- [EXERCISE INSTRUCTIONS]
Pull out every line in the entries that contains the string "hillside", treating uppercase and lowercase as distinct.

- [LISTED RECORDS]
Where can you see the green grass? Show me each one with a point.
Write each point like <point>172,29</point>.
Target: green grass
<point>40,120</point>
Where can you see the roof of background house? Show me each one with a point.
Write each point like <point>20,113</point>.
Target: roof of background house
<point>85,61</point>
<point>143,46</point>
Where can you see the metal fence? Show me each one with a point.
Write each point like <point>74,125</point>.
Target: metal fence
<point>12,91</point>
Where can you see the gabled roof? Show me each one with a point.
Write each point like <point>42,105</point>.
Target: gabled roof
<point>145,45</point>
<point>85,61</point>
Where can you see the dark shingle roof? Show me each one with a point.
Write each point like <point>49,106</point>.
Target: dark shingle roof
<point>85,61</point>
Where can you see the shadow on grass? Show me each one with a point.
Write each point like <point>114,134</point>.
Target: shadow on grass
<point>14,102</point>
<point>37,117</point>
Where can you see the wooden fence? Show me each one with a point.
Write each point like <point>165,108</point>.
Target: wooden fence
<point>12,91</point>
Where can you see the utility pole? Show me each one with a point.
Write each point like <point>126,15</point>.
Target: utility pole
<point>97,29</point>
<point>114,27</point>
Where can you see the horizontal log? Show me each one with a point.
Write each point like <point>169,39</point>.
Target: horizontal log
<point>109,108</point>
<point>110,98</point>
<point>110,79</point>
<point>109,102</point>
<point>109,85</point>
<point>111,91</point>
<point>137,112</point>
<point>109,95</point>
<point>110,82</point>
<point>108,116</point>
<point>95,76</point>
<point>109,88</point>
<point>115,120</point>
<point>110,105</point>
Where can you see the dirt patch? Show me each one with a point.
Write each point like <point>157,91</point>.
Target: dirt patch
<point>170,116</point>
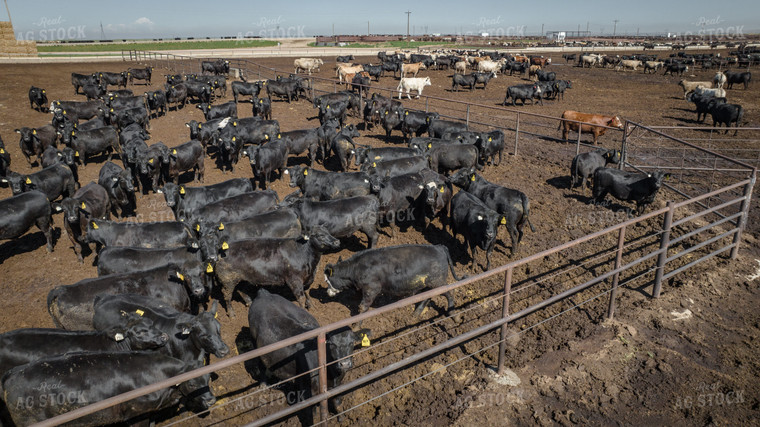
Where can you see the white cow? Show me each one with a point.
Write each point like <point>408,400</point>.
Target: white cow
<point>412,83</point>
<point>307,64</point>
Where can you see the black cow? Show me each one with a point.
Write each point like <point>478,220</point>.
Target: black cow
<point>478,223</point>
<point>139,74</point>
<point>627,186</point>
<point>38,99</point>
<point>79,80</point>
<point>366,154</point>
<point>395,167</point>
<point>156,101</point>
<point>228,109</point>
<point>272,318</point>
<point>234,208</point>
<point>343,147</point>
<point>121,371</point>
<point>54,181</point>
<point>675,68</point>
<point>34,141</point>
<point>19,213</point>
<point>725,113</point>
<point>522,92</point>
<point>262,107</point>
<point>184,200</point>
<point>584,165</point>
<point>95,91</point>
<point>318,185</point>
<point>272,262</point>
<point>737,77</point>
<point>166,234</point>
<point>72,306</point>
<point>437,127</point>
<point>395,270</point>
<point>489,145</point>
<point>176,94</point>
<point>90,201</point>
<point>185,157</point>
<point>416,122</point>
<point>703,102</point>
<point>89,142</point>
<point>113,79</point>
<point>129,259</point>
<point>245,88</point>
<point>449,157</point>
<point>22,346</point>
<point>78,110</point>
<point>342,217</point>
<point>120,187</point>
<point>513,204</point>
<point>267,158</point>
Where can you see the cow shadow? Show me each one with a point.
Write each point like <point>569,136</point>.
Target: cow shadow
<point>29,242</point>
<point>560,182</point>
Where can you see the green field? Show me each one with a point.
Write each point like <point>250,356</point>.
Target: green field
<point>118,47</point>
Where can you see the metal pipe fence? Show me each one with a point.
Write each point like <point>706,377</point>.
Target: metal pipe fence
<point>704,218</point>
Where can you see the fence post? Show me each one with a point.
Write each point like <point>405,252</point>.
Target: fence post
<point>504,314</point>
<point>517,132</point>
<point>616,277</point>
<point>664,246</point>
<point>745,212</point>
<point>322,356</point>
<point>623,147</point>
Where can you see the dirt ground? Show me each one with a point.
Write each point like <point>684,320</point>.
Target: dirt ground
<point>655,363</point>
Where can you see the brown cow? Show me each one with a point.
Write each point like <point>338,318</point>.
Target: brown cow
<point>411,68</point>
<point>597,119</point>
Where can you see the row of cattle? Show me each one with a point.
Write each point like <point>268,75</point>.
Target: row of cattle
<point>233,234</point>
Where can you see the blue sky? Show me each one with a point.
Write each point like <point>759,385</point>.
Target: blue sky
<point>45,20</point>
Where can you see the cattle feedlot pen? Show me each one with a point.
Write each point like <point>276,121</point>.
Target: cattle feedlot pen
<point>687,219</point>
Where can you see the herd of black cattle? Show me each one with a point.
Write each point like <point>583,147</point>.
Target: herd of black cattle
<point>152,276</point>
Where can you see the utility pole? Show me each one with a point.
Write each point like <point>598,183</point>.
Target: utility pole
<point>408,13</point>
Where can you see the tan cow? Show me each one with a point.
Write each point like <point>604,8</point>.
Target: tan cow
<point>588,121</point>
<point>412,68</point>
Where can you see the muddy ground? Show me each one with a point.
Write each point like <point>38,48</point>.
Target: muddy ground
<point>648,365</point>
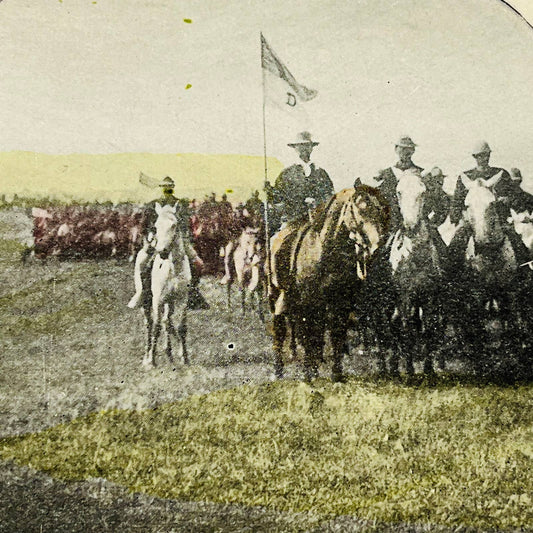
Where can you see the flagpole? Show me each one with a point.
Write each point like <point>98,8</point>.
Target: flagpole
<point>267,232</point>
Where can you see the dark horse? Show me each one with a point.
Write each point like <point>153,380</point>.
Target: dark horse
<point>406,285</point>
<point>494,298</point>
<point>318,265</point>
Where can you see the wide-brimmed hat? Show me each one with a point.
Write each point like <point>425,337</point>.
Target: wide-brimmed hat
<point>481,147</point>
<point>406,142</point>
<point>304,137</point>
<point>167,183</point>
<point>434,173</point>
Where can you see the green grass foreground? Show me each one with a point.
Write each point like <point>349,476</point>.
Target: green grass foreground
<point>451,455</point>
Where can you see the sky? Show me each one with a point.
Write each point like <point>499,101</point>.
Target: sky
<point>120,76</point>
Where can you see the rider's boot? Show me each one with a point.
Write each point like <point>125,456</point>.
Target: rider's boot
<point>227,258</point>
<point>141,263</point>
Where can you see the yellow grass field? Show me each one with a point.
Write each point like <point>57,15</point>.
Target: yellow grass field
<point>115,177</point>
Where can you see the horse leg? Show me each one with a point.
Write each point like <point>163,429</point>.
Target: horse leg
<point>243,300</point>
<point>294,344</point>
<point>156,331</point>
<point>396,332</point>
<point>311,333</point>
<point>148,321</point>
<point>182,333</point>
<point>169,329</point>
<point>338,335</point>
<point>258,291</point>
<point>228,295</point>
<point>280,331</point>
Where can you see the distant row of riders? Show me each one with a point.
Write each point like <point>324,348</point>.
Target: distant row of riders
<point>403,264</point>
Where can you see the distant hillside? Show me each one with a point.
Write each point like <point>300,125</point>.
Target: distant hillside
<point>115,177</point>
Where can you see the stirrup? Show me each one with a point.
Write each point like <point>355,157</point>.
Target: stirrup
<point>135,300</point>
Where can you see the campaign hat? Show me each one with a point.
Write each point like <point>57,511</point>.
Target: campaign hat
<point>304,137</point>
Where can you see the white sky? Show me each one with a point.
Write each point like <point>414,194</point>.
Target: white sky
<point>110,76</point>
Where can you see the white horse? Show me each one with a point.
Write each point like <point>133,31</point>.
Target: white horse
<point>169,286</point>
<point>248,262</point>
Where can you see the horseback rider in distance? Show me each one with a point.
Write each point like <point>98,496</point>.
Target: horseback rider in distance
<point>144,259</point>
<point>387,180</point>
<point>298,187</point>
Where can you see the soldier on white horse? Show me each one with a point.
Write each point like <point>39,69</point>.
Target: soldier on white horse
<point>144,259</point>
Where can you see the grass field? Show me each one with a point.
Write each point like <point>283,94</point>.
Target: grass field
<point>75,403</point>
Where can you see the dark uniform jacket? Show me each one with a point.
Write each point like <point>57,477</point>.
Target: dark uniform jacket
<point>502,189</point>
<point>386,183</point>
<point>292,187</point>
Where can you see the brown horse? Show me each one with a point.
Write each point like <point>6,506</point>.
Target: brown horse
<point>317,267</point>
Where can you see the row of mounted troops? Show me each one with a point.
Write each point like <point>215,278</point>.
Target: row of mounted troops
<point>99,231</point>
<point>421,294</point>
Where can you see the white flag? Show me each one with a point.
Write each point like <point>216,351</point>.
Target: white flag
<point>280,85</point>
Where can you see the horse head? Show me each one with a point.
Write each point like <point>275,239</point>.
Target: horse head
<point>166,227</point>
<point>360,226</point>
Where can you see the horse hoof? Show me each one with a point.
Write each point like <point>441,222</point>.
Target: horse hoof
<point>338,377</point>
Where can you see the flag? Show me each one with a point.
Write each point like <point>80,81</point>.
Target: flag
<point>280,85</point>
<point>148,181</point>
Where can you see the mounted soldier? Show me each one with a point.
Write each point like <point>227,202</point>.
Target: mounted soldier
<point>296,191</point>
<point>299,187</point>
<point>389,178</point>
<point>494,178</point>
<point>144,259</point>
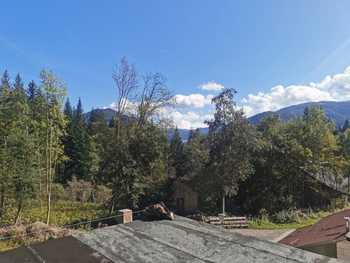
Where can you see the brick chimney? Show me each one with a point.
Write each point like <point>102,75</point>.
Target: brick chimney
<point>124,216</point>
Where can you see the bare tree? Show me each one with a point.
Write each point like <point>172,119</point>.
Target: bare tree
<point>154,96</point>
<point>125,79</point>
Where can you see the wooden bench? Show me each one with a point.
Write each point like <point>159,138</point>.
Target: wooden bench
<point>228,222</point>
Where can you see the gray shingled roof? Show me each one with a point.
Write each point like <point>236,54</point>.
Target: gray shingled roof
<point>185,240</point>
<point>181,240</point>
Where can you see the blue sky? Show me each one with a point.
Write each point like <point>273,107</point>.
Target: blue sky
<point>269,51</point>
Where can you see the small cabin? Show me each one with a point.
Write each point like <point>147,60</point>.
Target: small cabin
<point>185,198</point>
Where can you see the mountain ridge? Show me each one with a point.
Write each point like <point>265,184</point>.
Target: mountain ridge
<point>337,111</point>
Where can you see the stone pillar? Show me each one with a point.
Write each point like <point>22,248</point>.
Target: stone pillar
<point>124,216</point>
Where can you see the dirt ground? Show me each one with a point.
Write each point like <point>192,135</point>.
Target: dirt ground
<point>271,235</point>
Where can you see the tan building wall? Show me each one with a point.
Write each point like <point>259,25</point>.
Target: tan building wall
<point>186,200</point>
<point>343,250</point>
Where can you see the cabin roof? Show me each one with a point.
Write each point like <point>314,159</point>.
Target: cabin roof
<point>180,240</point>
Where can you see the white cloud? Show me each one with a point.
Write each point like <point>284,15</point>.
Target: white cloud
<point>185,120</point>
<point>193,100</point>
<point>212,86</point>
<point>336,88</point>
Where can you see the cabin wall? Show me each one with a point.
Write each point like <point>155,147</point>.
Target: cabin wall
<point>189,198</point>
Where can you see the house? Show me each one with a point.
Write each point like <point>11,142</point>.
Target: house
<point>185,198</point>
<point>326,237</point>
<point>179,240</point>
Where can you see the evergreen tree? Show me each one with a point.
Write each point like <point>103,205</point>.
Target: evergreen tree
<point>176,154</point>
<point>231,141</point>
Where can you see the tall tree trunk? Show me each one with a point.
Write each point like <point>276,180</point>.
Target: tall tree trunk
<point>2,200</point>
<point>223,204</point>
<point>19,211</point>
<point>48,178</point>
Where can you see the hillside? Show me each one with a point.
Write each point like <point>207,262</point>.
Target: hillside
<point>337,111</point>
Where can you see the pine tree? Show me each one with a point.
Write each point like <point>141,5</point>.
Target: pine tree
<point>176,154</point>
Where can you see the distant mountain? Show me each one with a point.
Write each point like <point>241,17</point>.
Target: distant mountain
<point>337,111</point>
<point>108,113</point>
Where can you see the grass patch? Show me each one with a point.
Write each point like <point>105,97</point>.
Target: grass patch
<point>62,213</point>
<point>307,220</point>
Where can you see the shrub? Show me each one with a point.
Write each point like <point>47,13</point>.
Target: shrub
<point>58,192</point>
<point>79,190</point>
<point>287,216</point>
<point>102,194</point>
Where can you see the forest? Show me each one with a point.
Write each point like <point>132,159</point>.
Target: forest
<point>52,151</point>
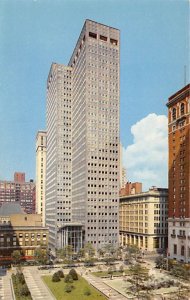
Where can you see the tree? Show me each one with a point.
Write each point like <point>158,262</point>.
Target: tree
<point>138,277</point>
<point>24,291</point>
<point>133,250</point>
<point>16,256</point>
<point>68,288</point>
<point>160,262</point>
<point>61,274</point>
<point>81,253</point>
<point>41,255</point>
<point>73,274</point>
<point>101,252</point>
<point>55,277</point>
<point>65,253</point>
<point>68,279</point>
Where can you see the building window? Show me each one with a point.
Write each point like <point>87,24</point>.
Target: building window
<point>113,42</point>
<point>103,38</point>
<point>92,35</point>
<point>174,114</point>
<point>182,109</point>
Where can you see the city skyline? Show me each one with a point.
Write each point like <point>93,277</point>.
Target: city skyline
<point>150,71</point>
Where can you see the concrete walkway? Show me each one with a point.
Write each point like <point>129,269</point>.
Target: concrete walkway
<point>6,292</point>
<point>102,287</point>
<point>38,289</point>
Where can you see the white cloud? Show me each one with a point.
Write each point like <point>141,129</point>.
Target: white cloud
<point>146,160</point>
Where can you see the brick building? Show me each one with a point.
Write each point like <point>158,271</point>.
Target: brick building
<point>179,174</point>
<point>143,219</point>
<point>20,231</point>
<point>18,191</point>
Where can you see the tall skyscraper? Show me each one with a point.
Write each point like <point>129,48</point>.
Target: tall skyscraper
<point>58,166</point>
<point>41,141</point>
<point>93,135</point>
<point>179,175</point>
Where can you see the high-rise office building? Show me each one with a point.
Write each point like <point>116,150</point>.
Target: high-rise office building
<point>58,166</point>
<point>41,141</point>
<point>92,80</point>
<point>19,191</point>
<point>179,175</point>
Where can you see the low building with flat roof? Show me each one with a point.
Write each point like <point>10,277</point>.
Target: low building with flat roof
<point>143,219</point>
<point>20,231</point>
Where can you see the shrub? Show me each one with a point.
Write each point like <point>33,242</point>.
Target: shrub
<point>87,292</point>
<point>73,274</point>
<point>60,273</point>
<point>121,269</point>
<point>55,277</point>
<point>68,288</point>
<point>110,271</point>
<point>24,291</point>
<point>68,279</point>
<point>20,278</point>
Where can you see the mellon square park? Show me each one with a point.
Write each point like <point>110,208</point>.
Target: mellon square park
<point>95,150</point>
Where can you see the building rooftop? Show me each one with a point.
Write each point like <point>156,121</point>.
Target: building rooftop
<point>11,208</point>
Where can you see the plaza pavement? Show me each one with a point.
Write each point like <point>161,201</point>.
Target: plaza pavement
<point>104,288</point>
<point>6,292</point>
<point>38,289</point>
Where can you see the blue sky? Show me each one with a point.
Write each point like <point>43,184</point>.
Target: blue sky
<point>33,34</point>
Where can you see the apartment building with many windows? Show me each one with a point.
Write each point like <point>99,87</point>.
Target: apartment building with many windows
<point>90,86</point>
<point>143,219</point>
<point>179,174</point>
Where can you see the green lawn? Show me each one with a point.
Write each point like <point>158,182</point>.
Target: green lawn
<point>115,273</point>
<point>57,289</point>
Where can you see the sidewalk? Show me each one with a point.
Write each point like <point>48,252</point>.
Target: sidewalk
<point>102,287</point>
<point>6,292</point>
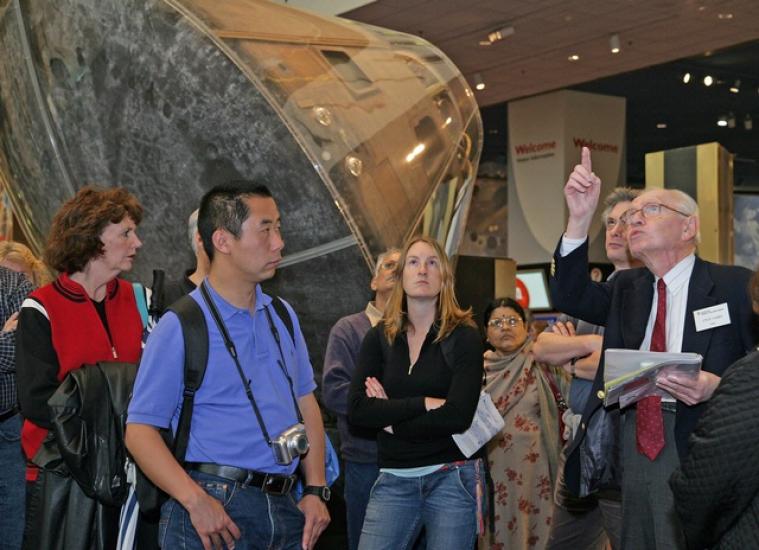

- [ANSWER TO THE TASK]
Where can you see the distant hillside? Show me each one with a point.
Target: distant hillside
Where can you see the hillside? Show me each one with a point.
Target: hillside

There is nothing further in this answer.